____ Supplied information
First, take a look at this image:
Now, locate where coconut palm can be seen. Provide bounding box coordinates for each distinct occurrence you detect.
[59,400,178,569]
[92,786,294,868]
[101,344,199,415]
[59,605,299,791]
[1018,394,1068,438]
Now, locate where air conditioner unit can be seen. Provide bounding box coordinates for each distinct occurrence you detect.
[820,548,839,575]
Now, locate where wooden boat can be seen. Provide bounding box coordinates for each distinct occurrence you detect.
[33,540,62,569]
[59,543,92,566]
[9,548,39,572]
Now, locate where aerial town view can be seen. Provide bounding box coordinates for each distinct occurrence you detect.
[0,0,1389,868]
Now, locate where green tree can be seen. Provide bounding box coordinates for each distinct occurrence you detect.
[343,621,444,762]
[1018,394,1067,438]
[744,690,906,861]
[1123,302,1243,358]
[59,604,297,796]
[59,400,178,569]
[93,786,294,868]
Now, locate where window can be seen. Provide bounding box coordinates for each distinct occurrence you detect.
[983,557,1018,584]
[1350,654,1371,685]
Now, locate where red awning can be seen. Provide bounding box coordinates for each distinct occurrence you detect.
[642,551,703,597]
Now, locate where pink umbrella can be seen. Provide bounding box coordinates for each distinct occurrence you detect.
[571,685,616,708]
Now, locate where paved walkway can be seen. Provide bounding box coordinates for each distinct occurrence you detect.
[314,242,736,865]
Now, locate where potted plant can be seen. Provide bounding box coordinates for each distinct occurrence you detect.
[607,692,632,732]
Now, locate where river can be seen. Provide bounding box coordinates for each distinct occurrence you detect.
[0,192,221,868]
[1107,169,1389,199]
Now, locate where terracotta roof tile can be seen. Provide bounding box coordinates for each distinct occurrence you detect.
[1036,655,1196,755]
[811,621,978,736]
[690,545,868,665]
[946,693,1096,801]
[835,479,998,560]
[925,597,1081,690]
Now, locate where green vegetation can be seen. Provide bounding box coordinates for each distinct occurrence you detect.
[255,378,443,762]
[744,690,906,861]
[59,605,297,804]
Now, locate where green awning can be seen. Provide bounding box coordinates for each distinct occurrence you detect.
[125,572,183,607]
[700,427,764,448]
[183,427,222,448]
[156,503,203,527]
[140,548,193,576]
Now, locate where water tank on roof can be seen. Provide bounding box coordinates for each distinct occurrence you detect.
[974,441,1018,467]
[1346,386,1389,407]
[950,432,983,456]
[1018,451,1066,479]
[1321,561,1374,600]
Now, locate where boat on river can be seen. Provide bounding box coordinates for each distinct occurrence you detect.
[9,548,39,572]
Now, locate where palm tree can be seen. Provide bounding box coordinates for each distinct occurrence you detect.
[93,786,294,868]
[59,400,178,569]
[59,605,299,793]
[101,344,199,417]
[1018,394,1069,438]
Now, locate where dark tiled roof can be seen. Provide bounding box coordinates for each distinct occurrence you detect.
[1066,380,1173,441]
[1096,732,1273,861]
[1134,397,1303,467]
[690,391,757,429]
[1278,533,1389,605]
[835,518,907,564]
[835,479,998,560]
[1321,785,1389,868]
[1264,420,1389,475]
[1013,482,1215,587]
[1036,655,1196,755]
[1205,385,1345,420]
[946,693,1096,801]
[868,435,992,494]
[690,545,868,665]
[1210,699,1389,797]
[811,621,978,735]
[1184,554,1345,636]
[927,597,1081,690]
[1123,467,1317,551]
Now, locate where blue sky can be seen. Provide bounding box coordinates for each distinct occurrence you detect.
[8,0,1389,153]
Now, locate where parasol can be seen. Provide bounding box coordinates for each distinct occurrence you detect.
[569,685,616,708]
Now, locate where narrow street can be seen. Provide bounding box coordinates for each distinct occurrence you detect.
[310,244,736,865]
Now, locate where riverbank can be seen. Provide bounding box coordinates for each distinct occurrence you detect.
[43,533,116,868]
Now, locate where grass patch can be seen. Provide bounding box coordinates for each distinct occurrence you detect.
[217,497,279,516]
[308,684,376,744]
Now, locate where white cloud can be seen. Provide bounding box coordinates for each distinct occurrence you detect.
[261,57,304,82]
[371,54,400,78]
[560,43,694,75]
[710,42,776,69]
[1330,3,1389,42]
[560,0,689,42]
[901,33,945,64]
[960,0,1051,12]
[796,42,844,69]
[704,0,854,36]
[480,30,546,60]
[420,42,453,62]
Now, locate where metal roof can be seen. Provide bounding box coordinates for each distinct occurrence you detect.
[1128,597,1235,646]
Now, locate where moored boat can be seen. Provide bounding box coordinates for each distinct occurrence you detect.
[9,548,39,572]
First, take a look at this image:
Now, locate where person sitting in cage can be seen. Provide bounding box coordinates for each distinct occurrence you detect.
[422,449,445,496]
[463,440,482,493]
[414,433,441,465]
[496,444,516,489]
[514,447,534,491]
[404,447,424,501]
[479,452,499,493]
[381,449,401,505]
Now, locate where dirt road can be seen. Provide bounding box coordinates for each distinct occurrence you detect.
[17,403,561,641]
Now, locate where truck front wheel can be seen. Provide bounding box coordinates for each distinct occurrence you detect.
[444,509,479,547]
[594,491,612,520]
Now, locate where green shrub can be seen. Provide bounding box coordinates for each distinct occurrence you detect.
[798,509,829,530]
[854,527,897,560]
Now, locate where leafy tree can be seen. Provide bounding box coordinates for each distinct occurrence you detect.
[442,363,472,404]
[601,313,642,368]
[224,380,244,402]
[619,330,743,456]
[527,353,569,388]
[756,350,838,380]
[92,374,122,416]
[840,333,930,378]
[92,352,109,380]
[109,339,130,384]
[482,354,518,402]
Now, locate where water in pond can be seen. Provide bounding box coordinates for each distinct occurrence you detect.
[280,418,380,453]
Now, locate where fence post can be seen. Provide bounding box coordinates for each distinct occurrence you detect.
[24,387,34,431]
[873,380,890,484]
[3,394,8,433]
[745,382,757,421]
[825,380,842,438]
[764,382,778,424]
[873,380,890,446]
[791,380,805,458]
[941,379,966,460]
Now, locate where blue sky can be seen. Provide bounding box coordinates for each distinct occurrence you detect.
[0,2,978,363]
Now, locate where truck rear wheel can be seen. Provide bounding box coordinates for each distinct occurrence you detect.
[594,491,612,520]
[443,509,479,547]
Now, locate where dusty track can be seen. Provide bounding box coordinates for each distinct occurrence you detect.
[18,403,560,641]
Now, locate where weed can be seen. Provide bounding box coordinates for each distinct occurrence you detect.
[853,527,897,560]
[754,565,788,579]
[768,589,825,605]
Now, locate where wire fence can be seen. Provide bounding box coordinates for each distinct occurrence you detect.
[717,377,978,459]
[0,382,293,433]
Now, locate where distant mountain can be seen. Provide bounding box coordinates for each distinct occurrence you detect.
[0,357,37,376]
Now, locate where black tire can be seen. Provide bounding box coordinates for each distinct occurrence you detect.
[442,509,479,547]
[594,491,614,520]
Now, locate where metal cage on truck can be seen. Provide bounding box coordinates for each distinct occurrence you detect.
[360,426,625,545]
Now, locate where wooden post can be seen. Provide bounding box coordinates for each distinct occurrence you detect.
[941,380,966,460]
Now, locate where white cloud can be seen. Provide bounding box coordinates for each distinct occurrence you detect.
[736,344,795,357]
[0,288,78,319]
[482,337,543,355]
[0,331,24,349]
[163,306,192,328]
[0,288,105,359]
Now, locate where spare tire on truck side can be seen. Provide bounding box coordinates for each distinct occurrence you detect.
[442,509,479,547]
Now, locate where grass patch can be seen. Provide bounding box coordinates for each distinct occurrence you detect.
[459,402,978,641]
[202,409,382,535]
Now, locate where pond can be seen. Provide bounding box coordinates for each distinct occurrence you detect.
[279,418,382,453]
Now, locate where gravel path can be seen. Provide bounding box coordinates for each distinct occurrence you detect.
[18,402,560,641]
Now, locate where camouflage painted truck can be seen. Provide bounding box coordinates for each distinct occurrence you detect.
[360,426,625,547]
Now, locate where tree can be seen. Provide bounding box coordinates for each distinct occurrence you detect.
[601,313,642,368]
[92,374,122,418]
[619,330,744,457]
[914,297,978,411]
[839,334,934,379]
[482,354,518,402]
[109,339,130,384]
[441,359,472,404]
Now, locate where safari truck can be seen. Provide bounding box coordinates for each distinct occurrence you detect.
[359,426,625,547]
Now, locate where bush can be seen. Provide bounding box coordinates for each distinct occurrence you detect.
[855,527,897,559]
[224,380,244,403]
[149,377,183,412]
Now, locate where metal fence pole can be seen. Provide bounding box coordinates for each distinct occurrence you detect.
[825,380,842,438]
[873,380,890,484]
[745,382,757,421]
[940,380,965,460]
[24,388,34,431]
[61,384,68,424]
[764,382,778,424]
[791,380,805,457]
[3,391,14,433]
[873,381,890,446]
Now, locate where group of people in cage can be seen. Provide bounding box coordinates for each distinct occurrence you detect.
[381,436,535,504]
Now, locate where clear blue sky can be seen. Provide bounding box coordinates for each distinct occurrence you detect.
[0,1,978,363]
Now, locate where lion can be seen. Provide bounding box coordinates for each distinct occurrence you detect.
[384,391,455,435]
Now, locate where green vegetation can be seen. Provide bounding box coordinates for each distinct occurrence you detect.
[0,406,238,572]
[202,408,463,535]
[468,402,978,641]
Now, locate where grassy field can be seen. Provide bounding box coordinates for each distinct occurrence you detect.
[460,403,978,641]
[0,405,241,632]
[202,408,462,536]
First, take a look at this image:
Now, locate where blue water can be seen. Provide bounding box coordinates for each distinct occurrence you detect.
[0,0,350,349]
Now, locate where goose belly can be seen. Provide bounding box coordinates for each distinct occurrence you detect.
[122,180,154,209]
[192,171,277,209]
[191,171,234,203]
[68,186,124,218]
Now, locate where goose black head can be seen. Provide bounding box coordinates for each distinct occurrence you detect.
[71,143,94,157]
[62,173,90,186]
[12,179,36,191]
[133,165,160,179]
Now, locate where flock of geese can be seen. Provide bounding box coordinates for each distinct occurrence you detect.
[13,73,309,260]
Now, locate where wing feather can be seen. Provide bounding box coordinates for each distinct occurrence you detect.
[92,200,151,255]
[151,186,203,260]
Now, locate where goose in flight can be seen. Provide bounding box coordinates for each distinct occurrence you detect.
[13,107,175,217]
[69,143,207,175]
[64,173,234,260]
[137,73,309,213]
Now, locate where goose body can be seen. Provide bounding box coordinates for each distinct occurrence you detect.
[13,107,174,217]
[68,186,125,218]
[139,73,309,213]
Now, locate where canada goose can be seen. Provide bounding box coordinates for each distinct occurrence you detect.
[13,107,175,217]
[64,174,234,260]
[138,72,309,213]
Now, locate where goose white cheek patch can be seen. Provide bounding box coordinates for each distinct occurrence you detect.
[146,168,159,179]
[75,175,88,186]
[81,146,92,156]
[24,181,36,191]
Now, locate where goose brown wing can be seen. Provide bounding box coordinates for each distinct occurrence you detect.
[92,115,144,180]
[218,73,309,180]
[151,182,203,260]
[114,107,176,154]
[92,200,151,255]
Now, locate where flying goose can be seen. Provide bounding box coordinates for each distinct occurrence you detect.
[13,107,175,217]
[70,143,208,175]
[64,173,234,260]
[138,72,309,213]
________
● **Objective**:
Please put the material above, from the line containing "Now, locate where air" through the line containing "[1350,654,1371,685]", into a JSON list of strings with one string per line, both end lines included and blank lines left out.

● **Completed task**:
[
  "Now, locate where air conditioner unit can be seen. Provide bounding box coordinates for each distinct occurrence you detect.",
  "[820,548,839,575]",
  "Now, locate where wooden boat can be seen. Provide bounding box coordinates for each distinct occurrence you detect.",
  "[33,540,62,569]",
  "[59,543,92,566]",
  "[9,548,39,572]",
  "Now, locate where aerial town view can be seen. Provide bounding box coordinates for each distinct occurrence you detect.",
  "[0,0,1389,868]",
  "Now, locate where green tree can be seen. Provide bounding box coordinates for each distinct occurrence you detect.",
  "[343,621,444,762]",
  "[1018,394,1067,438]",
  "[744,690,906,861]",
  "[1123,302,1243,358]",
  "[59,604,297,796]",
  "[59,400,178,569]",
  "[93,786,294,868]",
  "Now, locate where window can be seen. Provide bounding box coordinates for each distinct occurrence you detect.",
  "[983,557,1018,584]",
  "[1350,654,1371,685]"
]